[WHAT IS REQUIRED] Copy out each line below exactly as it appears.

[PROVIDED DATA]
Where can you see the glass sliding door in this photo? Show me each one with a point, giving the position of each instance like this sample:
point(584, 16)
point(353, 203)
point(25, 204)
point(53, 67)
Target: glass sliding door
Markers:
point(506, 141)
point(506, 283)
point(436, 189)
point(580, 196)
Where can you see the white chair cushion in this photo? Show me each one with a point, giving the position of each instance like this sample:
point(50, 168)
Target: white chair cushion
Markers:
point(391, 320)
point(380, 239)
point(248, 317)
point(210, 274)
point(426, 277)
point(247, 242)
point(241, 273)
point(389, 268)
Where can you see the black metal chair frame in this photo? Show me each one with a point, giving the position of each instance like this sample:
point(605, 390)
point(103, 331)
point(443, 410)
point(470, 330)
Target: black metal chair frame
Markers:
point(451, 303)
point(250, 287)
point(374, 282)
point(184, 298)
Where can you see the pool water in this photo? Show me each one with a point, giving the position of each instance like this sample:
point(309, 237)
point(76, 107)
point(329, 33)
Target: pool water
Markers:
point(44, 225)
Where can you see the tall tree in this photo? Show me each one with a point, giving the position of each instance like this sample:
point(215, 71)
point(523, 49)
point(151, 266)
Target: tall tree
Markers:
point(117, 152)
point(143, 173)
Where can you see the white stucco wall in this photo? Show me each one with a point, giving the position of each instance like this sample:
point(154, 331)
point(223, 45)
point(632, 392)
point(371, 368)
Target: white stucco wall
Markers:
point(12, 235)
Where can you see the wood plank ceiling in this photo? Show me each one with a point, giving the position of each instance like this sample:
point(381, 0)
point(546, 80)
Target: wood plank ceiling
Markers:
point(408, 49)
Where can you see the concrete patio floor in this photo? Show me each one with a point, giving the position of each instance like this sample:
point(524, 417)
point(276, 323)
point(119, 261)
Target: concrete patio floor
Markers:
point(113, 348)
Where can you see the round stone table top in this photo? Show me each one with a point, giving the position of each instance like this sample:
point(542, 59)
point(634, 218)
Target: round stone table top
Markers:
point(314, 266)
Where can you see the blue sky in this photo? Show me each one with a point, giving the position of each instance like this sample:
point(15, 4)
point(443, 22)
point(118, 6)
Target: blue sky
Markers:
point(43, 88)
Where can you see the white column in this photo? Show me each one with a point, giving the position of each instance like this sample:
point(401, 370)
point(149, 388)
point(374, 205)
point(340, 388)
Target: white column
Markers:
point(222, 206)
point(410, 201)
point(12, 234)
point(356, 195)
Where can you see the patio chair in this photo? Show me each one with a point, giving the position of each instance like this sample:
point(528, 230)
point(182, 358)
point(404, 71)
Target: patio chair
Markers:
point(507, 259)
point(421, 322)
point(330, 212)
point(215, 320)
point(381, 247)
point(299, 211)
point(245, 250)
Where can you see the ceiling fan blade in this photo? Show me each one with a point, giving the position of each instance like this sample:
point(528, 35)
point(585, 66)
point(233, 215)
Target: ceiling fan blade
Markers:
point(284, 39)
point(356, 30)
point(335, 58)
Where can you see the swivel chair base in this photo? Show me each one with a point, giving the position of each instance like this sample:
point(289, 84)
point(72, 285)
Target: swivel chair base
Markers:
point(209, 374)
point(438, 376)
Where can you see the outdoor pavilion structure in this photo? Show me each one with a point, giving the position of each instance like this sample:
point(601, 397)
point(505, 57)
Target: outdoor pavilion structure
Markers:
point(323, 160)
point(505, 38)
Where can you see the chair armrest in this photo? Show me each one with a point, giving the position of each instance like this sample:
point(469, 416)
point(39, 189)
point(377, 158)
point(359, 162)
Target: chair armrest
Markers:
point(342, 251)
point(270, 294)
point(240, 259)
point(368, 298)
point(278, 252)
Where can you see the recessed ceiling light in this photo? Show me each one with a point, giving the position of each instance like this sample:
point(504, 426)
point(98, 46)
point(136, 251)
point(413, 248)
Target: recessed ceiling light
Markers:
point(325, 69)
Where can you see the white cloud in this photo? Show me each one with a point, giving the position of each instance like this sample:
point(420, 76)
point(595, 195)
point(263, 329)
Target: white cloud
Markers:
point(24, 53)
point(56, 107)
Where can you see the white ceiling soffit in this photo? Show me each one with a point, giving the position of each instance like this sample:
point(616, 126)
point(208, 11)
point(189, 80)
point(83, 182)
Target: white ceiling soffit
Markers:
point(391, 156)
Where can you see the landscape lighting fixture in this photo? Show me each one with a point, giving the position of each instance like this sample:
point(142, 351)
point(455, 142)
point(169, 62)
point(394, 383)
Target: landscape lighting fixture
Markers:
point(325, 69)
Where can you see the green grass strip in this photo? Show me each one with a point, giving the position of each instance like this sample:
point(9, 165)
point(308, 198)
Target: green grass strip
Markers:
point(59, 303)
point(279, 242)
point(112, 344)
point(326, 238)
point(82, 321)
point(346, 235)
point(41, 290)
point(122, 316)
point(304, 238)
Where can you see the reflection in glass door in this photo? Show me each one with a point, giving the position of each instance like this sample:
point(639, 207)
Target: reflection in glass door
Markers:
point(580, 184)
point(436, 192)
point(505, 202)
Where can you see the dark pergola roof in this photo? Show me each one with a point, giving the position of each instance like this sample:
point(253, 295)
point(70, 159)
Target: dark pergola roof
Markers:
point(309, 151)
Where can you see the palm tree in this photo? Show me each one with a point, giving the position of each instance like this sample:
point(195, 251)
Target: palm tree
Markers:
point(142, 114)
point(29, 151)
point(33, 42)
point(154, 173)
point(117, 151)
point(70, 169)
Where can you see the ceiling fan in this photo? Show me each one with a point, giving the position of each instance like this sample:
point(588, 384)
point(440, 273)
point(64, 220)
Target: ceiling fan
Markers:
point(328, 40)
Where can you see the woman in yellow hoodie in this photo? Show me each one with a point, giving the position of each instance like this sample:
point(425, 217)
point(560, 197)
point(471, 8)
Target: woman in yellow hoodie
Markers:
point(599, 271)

[CORRECT RESULT]
Where can you see the glass sliding door in this photo? Show me each one with a point, giving the position of each instance like this sample:
point(584, 16)
point(353, 203)
point(25, 204)
point(53, 67)
Target: glass sliding door
Markers:
point(506, 141)
point(506, 283)
point(436, 189)
point(580, 196)
Where can you see the white chair cushion in this photo? Show me each one with a point, giving the position of each instance like this sample:
point(50, 168)
Target: white chair cushion
Markers:
point(391, 320)
point(380, 239)
point(248, 317)
point(210, 274)
point(426, 277)
point(247, 242)
point(241, 273)
point(389, 268)
Where can you see the black metal chair frame in this photo? Show me each one with a point, giving the position of each instance like this sample:
point(605, 390)
point(103, 331)
point(443, 410)
point(470, 330)
Target: black metal chair frame
Markers:
point(451, 303)
point(250, 287)
point(374, 282)
point(184, 298)
Where can you see the pool water in this photo? Show me each one with a point, giving the position of each instance like this sample:
point(309, 237)
point(76, 107)
point(329, 33)
Target: pool water
Markers:
point(44, 225)
Where can you see the tall tree in this photo? Show me each one with a point, giving the position of each instance like this sample:
point(215, 71)
point(523, 49)
point(151, 266)
Target: tall tree
Markers:
point(117, 152)
point(143, 173)
Where can you see the white stucco wall in this photo? Show me each one with a point, giving the position of each instance like this sample:
point(154, 331)
point(223, 45)
point(632, 392)
point(371, 368)
Target: white stucco wall
Markers:
point(12, 235)
Where can you see the wood plank ceiling in this photo? Show me each one with a point, giving the position of each instance like this sample:
point(381, 0)
point(546, 80)
Target: wood plank ceiling
Markers:
point(408, 49)
Where can you see the concrete patio floor in this photo? Show me each one with a point, giving the position of each instance like this sample:
point(524, 417)
point(276, 323)
point(119, 261)
Target: concrete patio floor
Markers:
point(113, 348)
Where can you see the round stone table top in this photo? Show me each one with a point, giving the position of each instance like this sample:
point(542, 59)
point(634, 218)
Target: round stone table top
Markers:
point(314, 266)
Where can you see the blue sky in this photo? Show me each one with a point, giving the position of each instance like this sample:
point(15, 4)
point(443, 22)
point(118, 6)
Target: blue sky
Markers:
point(43, 88)
Where can you see the white column in this photo? Show me each one with a point, giving the position of each instance like this sample:
point(401, 370)
point(149, 388)
point(374, 205)
point(340, 388)
Target: white column
Markers:
point(222, 206)
point(410, 201)
point(12, 234)
point(356, 195)
Where can you see the patio chair in this photo? Show me each one with a point, giving the position of each instance like this sample:
point(528, 230)
point(182, 358)
point(404, 71)
Target: patio chair
Markers:
point(507, 259)
point(421, 322)
point(330, 212)
point(215, 320)
point(381, 247)
point(299, 211)
point(245, 250)
Where can you see the ceiling fan blade in this photo? Show me each one with a point, giving the position of each instance like this sample:
point(528, 35)
point(585, 66)
point(233, 215)
Target: ceiling fan blade
Markers:
point(284, 39)
point(356, 30)
point(335, 58)
Where can you see the swivel chair base in this photo? Show me each one with a point, giving the position of each instance like this sample:
point(289, 84)
point(72, 285)
Target: swivel chair base
Markers:
point(209, 374)
point(438, 376)
Where can you see the outdoor pavilion structure in this photo? Show me each one with a point, giving the position of each instance like this sample:
point(601, 397)
point(505, 57)
Target: outdoor pavilion structure
Markers:
point(323, 160)
point(505, 38)
Where can you see the chair armrest in this photo? Show me each one with a point, giving the position of each instance like this sample:
point(469, 416)
point(39, 189)
point(377, 158)
point(359, 162)
Target: chair armrest
Markers:
point(342, 251)
point(270, 294)
point(240, 259)
point(368, 298)
point(278, 252)
Where can you see the recessed ceiling light in this photo? Show me each one with a point, giving the position of each instance like this sample:
point(504, 426)
point(98, 46)
point(136, 251)
point(413, 248)
Target: recessed ceiling light
Markers:
point(325, 69)
Where can you see the white cloud in this photo? Show me each one with a point, giving the position of each instance like this sample:
point(420, 76)
point(595, 195)
point(263, 329)
Target: white cloud
Markers:
point(24, 53)
point(56, 107)
Where can you see the white ceiling soffit in this photo? Show me each one with a point, giving the position of each instance like this sample:
point(616, 126)
point(208, 11)
point(189, 80)
point(83, 182)
Target: white ceiling soffit
Markers:
point(391, 156)
Where can you see the landscape lighting fixture in this photo? Show me each one with a point, giving the position of each instance like this sample:
point(142, 351)
point(455, 142)
point(169, 62)
point(394, 383)
Target: landscape lighting fixture
Markers:
point(325, 69)
Where can you see the green grass strip in this photo? Show me each one with a point, giving the position of each instance like this sample:
point(9, 165)
point(308, 198)
Target: green grass strip
Markers:
point(59, 303)
point(279, 242)
point(112, 344)
point(326, 238)
point(82, 321)
point(346, 235)
point(41, 290)
point(122, 316)
point(304, 238)
Where can you see the reflection in glass door in this photo? Show me each one with a point, giving the position of each instance like this sample:
point(639, 207)
Target: reflection in glass door
Markers:
point(580, 184)
point(436, 192)
point(505, 202)
Where can you see the dark pergola roof in this photo? Show me each one with a point, giving the position of each instance like this sample:
point(253, 295)
point(70, 159)
Target: dark pergola roof
Markers:
point(309, 151)
Where can you see the palm tree in this photo? Show me each one with a point, giving the position of each instance like this sample:
point(195, 251)
Target: palm tree
Markers:
point(142, 114)
point(29, 151)
point(33, 42)
point(154, 173)
point(117, 151)
point(70, 169)
Where can you see the ceiling fan in this photo? Show me each one with a point, giving the position of each instance like this sample:
point(588, 384)
point(440, 273)
point(64, 220)
Target: ceiling fan
Markers:
point(328, 40)
Where can you see the woman in yellow hoodie in this photo? Show me each one with a point, giving the position of each instance like this sample:
point(425, 217)
point(560, 197)
point(471, 8)
Target: woman in yellow hoodie
Markers:
point(599, 271)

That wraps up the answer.